======== Selection ========
DrvAssertMode disable:
 call worker to:
  flush command ring
  update all areas
  *think* this is possible to do with existing N_SURFACES * QXL_IO_UPDATE_AREA but we choose
   to add a new QXL_IO_ABOUT_TO_SLEEP (rename) to reduce vmexits
 *think* about client references without too large a timeout
 *think* destroy primary (we do this today) is that correct?
 copy all surfaces from device to driver
 destroy all surfaces (wait?)
 Create a GDI primary surface

For each Drv command (rop.c, driver.c):
 *think* global per pdev flag or per surface flag.
 if on system memory punt operation
 otherwise do operation as usua
  no allocations on device memory if punting. (so punt at start of function)

DrvAssertMode enable:
 copy all surfaces from device to driver
 create all surfaces with their images
  use DRAW opaque (add operation?)
 *think* if we need to clear the surface in the guest or host? see data_is_valid
 *think* is it good to have a create surface that triggers also an image send from server

Things we are not sure how they work:
 Is SetPowerState(1) called before DrvAssertMode(TRUE) or not:
  if before, all is well.
  if not, need to ensure:
   DrvAssertMode|power==4 => Nop
   SetPowerState(1)|assert==FALSE => calls DrvAssertMode(TRUE)
    can't work due to concurrency

Short TODO:
 cmd.exe alt-enter - first got a wrong screen size at the client (tiny width)
 MoveSurfacesToVideoRam not working?
 Is DrvDeleteDeviceBitmap called for system memory bitmaps (those we did EngModifySurface to
 in MoveSurfacesToRam)
 Create tester for resolution changes
 Undo log change to global - log is per device, should be in Res[i] (i==device id)
======== Listed entries ========
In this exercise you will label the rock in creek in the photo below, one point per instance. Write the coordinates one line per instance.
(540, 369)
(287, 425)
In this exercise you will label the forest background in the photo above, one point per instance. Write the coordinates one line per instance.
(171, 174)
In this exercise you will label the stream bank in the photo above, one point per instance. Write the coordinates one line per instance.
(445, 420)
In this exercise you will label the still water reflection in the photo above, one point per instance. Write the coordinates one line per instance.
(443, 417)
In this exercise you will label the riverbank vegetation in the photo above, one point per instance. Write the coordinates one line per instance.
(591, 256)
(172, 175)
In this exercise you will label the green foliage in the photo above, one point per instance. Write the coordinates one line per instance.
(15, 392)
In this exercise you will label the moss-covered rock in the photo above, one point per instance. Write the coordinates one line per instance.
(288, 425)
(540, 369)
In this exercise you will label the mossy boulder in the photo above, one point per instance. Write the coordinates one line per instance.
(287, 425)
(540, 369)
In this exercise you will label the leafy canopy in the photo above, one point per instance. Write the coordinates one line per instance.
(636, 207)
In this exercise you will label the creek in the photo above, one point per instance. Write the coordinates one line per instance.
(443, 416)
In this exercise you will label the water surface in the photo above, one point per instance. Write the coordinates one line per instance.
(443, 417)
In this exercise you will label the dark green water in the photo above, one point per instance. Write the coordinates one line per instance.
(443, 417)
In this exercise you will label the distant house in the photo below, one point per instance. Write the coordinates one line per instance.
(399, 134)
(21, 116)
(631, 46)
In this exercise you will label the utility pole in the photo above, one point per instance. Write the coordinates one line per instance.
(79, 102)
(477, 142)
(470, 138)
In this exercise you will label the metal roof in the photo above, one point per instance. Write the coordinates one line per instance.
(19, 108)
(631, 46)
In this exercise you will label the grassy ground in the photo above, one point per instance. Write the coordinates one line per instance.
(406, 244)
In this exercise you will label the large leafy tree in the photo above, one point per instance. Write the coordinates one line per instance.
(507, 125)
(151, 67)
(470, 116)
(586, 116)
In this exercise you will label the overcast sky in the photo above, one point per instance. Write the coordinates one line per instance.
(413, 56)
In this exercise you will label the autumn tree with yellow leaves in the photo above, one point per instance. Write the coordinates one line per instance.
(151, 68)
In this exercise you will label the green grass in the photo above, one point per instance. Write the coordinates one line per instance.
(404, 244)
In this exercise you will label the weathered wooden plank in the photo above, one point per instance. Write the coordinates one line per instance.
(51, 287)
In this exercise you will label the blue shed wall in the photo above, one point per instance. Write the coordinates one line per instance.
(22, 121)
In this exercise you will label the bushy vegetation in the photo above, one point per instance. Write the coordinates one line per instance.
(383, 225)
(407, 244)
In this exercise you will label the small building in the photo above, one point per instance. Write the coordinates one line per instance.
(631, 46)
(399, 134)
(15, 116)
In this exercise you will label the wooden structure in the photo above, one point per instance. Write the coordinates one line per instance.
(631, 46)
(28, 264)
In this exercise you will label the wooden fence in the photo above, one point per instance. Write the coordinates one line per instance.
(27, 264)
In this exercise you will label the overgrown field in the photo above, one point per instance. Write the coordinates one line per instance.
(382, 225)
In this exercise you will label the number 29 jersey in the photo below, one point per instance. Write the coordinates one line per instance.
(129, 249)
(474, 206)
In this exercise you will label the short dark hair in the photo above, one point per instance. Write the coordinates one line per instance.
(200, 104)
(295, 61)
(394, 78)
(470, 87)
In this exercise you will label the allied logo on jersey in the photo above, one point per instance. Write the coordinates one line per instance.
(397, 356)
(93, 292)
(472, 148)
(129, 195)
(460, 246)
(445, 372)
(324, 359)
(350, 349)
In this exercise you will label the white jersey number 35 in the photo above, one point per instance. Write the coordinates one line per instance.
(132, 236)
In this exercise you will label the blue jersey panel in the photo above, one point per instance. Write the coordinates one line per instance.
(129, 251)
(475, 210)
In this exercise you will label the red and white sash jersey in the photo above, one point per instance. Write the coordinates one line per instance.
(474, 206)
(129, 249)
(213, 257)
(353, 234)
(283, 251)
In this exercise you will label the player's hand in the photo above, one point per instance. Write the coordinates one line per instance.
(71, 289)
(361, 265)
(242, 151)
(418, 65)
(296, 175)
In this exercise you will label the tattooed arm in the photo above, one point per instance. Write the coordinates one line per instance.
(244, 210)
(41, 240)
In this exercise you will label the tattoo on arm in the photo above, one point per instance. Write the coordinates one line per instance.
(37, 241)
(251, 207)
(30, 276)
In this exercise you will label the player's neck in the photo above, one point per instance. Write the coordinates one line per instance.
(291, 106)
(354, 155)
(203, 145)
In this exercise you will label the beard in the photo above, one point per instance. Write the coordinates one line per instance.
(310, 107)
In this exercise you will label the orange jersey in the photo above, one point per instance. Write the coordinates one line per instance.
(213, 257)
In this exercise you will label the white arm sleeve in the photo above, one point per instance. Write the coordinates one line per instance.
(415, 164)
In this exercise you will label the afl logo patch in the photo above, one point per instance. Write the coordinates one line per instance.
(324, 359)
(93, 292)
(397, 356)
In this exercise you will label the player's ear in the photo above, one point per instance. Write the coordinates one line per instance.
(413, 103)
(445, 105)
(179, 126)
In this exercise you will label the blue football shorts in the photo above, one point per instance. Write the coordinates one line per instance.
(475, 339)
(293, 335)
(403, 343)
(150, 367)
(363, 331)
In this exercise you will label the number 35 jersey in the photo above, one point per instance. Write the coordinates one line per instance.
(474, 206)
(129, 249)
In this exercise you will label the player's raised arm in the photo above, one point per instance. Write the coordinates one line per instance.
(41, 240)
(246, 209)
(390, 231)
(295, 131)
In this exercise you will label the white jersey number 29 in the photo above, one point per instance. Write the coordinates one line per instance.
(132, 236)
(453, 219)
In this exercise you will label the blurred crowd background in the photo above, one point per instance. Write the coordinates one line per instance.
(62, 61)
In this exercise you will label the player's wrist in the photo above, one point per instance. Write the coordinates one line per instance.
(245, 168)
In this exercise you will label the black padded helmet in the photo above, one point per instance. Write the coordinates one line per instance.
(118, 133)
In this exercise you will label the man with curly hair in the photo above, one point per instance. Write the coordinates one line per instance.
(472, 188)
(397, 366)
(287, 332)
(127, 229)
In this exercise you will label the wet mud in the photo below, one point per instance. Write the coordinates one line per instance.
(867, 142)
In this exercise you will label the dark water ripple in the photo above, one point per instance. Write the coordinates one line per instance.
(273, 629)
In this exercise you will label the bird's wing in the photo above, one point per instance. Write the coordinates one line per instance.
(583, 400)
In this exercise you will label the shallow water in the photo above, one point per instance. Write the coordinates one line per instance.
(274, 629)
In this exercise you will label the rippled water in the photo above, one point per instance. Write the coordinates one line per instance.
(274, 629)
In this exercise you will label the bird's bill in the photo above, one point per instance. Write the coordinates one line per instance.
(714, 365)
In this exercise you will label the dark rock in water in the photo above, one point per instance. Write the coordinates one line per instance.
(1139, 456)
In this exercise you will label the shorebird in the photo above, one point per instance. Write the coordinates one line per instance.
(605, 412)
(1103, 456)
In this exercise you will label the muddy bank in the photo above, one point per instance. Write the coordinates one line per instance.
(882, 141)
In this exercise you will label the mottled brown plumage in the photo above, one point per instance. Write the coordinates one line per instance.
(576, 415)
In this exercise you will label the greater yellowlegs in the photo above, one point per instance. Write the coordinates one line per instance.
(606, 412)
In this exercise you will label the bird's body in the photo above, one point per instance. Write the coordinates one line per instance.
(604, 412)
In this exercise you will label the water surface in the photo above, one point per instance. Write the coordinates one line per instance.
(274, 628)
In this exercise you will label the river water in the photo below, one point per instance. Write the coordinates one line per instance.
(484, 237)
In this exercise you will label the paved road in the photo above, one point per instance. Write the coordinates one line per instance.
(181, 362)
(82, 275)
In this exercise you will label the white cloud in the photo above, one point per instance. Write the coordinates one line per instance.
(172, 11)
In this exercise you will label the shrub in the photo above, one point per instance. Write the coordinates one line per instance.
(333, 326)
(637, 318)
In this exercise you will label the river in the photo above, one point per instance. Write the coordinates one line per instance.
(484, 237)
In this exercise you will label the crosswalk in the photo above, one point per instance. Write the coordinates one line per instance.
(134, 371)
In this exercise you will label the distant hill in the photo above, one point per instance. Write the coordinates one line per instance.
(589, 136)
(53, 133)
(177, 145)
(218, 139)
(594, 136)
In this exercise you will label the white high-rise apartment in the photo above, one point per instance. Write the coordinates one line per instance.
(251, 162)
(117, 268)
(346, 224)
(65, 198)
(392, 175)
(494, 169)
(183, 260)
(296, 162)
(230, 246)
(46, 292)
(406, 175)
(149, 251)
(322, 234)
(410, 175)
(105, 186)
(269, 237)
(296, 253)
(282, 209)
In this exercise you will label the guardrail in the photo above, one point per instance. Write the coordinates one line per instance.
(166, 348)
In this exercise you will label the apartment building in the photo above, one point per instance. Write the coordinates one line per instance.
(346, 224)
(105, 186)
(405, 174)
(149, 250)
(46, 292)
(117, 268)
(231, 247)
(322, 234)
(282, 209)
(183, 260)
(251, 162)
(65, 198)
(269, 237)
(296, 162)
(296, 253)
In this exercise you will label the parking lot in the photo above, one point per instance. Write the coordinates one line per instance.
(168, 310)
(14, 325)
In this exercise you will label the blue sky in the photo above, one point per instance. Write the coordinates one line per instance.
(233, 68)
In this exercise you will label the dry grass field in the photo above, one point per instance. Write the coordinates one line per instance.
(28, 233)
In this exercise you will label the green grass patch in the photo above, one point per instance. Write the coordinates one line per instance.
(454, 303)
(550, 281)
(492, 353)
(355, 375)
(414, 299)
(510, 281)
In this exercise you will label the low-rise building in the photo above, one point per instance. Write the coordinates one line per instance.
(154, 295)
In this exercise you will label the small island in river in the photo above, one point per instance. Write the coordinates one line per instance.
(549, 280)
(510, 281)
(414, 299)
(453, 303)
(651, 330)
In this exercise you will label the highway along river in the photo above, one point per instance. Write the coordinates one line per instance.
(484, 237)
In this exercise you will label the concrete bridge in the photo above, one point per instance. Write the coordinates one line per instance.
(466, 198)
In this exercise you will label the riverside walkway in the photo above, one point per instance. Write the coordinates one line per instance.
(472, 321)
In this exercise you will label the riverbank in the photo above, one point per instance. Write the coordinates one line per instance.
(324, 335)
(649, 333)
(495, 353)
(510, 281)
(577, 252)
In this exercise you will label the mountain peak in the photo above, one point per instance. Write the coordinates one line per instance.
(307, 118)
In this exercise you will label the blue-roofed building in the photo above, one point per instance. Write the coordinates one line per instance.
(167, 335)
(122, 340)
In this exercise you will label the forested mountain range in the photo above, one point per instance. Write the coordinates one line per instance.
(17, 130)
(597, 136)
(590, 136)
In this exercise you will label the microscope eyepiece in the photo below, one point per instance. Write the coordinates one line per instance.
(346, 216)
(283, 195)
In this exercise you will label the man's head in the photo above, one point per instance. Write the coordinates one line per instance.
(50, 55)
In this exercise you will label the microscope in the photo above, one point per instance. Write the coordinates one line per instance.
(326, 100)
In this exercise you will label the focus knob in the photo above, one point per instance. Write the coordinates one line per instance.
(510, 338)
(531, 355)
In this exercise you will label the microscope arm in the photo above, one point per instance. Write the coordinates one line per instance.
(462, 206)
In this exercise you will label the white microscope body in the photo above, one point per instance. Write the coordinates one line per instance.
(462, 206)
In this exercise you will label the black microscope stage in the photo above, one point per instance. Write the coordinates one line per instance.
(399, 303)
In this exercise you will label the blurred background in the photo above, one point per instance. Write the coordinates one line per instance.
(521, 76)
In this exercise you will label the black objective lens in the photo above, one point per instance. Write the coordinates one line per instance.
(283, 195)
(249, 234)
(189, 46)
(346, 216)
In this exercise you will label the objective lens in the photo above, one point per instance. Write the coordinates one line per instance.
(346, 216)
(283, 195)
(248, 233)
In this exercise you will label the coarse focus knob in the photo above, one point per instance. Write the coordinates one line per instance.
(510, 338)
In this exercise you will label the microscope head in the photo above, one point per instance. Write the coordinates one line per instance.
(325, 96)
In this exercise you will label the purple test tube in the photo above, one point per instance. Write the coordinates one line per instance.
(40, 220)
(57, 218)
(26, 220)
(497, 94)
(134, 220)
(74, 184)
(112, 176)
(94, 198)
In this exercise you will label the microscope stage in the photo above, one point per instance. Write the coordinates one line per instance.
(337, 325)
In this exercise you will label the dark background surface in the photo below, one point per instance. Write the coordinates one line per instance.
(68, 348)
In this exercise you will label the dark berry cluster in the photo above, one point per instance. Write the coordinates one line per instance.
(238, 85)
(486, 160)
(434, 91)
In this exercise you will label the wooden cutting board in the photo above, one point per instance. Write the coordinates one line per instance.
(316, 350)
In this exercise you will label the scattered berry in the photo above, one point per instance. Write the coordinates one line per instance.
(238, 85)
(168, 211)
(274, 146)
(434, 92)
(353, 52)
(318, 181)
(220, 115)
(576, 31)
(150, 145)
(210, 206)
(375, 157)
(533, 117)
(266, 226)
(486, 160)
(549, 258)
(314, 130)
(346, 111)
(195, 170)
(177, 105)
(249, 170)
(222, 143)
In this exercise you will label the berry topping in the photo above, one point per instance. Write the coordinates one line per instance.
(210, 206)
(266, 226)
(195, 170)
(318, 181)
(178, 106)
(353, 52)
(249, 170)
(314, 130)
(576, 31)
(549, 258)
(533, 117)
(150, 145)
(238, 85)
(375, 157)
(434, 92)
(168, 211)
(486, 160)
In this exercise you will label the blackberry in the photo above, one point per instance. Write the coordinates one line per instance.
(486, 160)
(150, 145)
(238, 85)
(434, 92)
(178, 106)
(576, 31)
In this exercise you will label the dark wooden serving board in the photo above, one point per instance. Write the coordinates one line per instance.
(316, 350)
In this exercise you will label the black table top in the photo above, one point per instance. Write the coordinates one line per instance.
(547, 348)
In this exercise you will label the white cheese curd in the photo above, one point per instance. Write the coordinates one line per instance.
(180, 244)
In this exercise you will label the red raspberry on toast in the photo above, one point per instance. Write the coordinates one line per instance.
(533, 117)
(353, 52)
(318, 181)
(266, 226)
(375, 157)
========
* Requests
1/ According to the DrvAssertMode notes, which new I/O operation was chosen to reduce vmexits?
2/ Print the portion of the DrvAssertMode notes that opens with the words containing "can't work due" and closes with "in MoveSurfacesToRam)".
3/ Continue the DrvAssertMode notes from where they stop.

* Outputs
1/ QXL_IO_ABOUT_TO_SLEEP

2/
can't work due to concurrency

Short TODO:
 cmd.exe alt-enter - first got a wrong screen size at the client (tiny width)
 MoveSurfacesToVideoRam not working?
 Is DrvDeleteDeviceBitmap called for system memory bitmaps (those we did EngModifySurface to
 in MoveSurfacesToRam)

3/
Lifetime of a device surface:
 qxldd created ssurface
  DrvCreateDeviceBitmap created when PDev is enabled.
   calls GetFreeSurface to allocate surface_id
   calls CreateDeviceBitmap to actually allocate via EngCreateDeviceBitmap (also created another bitmap stored in surface_info->draw_area to do operations, using the same memory).
  DrvAssertMode disable:
   we move the surface to gdi managed by calling EngModifySurface
  ... <verify the rest> ...
  DrvDestroyDeviceBitmap
   called for any non modified surface (regular path)
   is it called for a modified surface (which has zero hooks and is not opaque)?


 gdi created surface going through qxldd:
  we don't hook this, we punt - so we will never see it deleted. Can be changed later (to
  add hooks). This happens if we are disabled when DrvCreateDeviceBitmap is called

Things to Check
 resolution changes
  make sure we get punted operations (add prints)
 log off / log in
 windows 7 + windows xp
 multiple monitors
 multiple vcpus
 migration during sleep
 audio channel

SetPowerState 4 (Sleep)
 Architecture decision (bring on the list with the patchset):
  Ensure all QXLOutput callbacks are called before sleep.
  Alternative:
   since we are reseting vram anyway, there is no need to call callbacks that only
   affect the vram. Currently the only callback that does something else is FreeQuicImage which
   also adds the image to the cache lru. But we may add more in the future, and this is a hard
   assumption to enforce.
 Debugging:
  For Testing: memset(0) all devram and vram.
   will check that qxl reset (via acpi) is correct
   will check that red_worker isn't referencing something it shouldn't (it will segfault hopefully)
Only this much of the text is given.